» **CONSIGNE A**
Traduisez en anglais cette phrase de l'extrait sur les catholiques : « Son livre s'en prend à la frange des catholiques qui "s'ingénient à donner l'image d'un front du refus". »
» **CONSIGNE B**
Réécrivez le passage de l'extrait sur les catholiques compris entre « L'assassinat par deux » et « chrétiens fuyant l'EI. », bornes incluses, en changeant « Jérôme Fourquet » en « l'auteur ».

» **EXTRAIT DU TEXTE**
◇ ◇ ◇

En revanche, deux sujets, en partie liés, ont envahi les questionnements de ces catholiques : la méfiance à l'égard de l'islam, et les hésitations face à l'accueil des migrants.
L'assassinat par deux djihadistes du père Jacques Hamel, à Saint-Etienne-du-Rouvray (Seine-Maritime), en juillet 2016, a joué un rôle important dans cette évolution, nourrissant "la hantise de devenir dhimmi - un citoyen non musulman d'un État musulman - dans son propre pays ". Une donnée mise en avant par Jérôme Fourquet est frappante : après l'assassinat, la part des Français qui refusent l'amalgame entre musulmans et djihadisme (les deux tiers) demeure au même niveau qu'après les attentats de janvier 2015. Chez les catholiques pratiquants, il tombe à la moitié. Quant à l'adhésion à l'accueil des réfugiés, rappelle Jérôme Fourquet, il passe chez les catholiques pratiquants de 76 % en août 2014, lors de la prise de Mossoul par l'EI, à 48 % un an plus tard, lorsque les réfugiés ne sont plus - majoritairement des chrétiens fuyant l'EI.
"Un christianisme sans Christ"
2) S'adapter à ce statut de minorité dans la société est une chose. Se recroqueviller au point de courir le risque de devenir une "secte" en est une autre, contre quoi met en garde Patrice de Plunkett. L'ancien directeur de la rédaction du Figaro magazine, aux côtés d'Alain de Benoist, aux belles heures de la nouvelle droite de la fin des années 1970, a opéré depuis un virage radical. Revenu à la foi dans les années 1980, il fait siennes, après "avoir cédé deux ans à la tentation intégriste", la critique du capitalisme libéral et la prise de conscience écologique. Son livre s'en prend à la frange des catholiques qui "s'ingénient à donner l'image d'un front du refus".
Plus fidèles à leur milieu qu'à l'enseignement de l'Église, accuse-t-il, ils refusent au fond sa critique du capitalisme néolibéral ainsi que de tirer les conséquences économiques et sociales du principe de l'écologie intégrale. Ils se revendiquent d'une "identité" chrétienne pour critiquer l'accueil de trop de réfugiés. Tout cela les conduit à être hérissés au plus haut point par le pape François qui, sur tous ces sujets, exprime le contraire de ce qu'ils pensent. La "bergogliophobie - du nom du pape François, Jorge Mario Bergoglio - fonctionne dans le même esprit qu'autrefois l'intégrisme contre Paul VI et Jean Paul II", écrit Patrice de Plunkett, qui les accuse pas moins que de se "fabriquer un christianisme sans Christ".

◇ ◇ ◇

» **LISTING FOURNI**
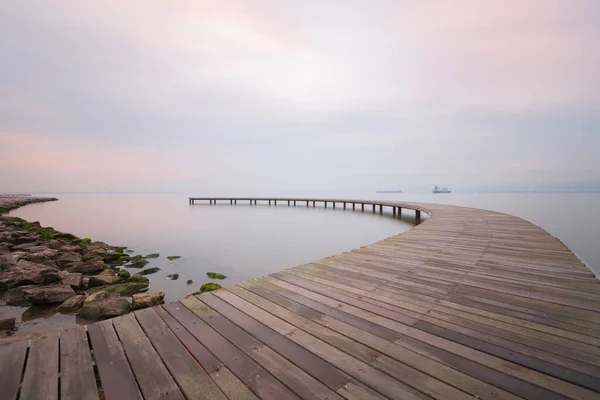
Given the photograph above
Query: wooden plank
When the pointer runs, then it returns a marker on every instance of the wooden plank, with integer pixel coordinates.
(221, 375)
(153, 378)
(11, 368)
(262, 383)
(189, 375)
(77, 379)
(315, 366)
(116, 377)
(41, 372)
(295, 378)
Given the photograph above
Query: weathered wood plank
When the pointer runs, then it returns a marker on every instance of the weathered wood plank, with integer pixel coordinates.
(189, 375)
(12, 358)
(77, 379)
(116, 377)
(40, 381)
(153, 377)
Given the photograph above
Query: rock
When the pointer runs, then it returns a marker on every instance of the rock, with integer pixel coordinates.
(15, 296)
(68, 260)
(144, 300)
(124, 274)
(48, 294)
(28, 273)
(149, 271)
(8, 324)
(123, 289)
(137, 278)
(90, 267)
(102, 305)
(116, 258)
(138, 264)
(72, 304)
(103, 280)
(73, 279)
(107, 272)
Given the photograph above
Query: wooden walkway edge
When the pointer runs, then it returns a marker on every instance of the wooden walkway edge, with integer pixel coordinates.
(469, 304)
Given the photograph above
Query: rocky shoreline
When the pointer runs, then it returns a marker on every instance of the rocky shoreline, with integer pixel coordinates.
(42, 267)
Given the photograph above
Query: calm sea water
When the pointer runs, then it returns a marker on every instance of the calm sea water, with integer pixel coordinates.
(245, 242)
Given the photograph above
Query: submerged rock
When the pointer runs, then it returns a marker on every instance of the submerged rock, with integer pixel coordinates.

◇ ◇ ◇

» **RÉPONSE A**
His book goes after the fringe of Catholics who "strive to project the image of a refusal front."

» **RÉPONSE B**
L'assassinat par deux djihadistes du père Jacques Hamel, à Saint-Etienne-du-Rouvray (Seine-Maritime), en juillet 2016, a joué un rôle important dans cette évolution, nourrissant "la hantise de devenir dhimmi - un citoyen non musulman d'un État musulman - dans son propre pays ". Une donnée mise en avant par l'auteur est frappante : après l'assassinat, la part des Français qui refusent l'amalgame entre musulmans et djihadisme (les deux tiers) demeure au même niveau qu'après les attentats de janvier 2015. Chez les catholiques pratiquants, il tombe à la moitié. Quant à l'adhésion à l'accueil des réfugiés, rappelle l'auteur, il passe chez les catholiques pratiquants de 76 % en août 2014, lors de la prise de Mossoul par l'EI, à 48 % un an plus tard, lorsque les réfugiés ne sont plus - majoritairement des chrétiens fuyant l'EI.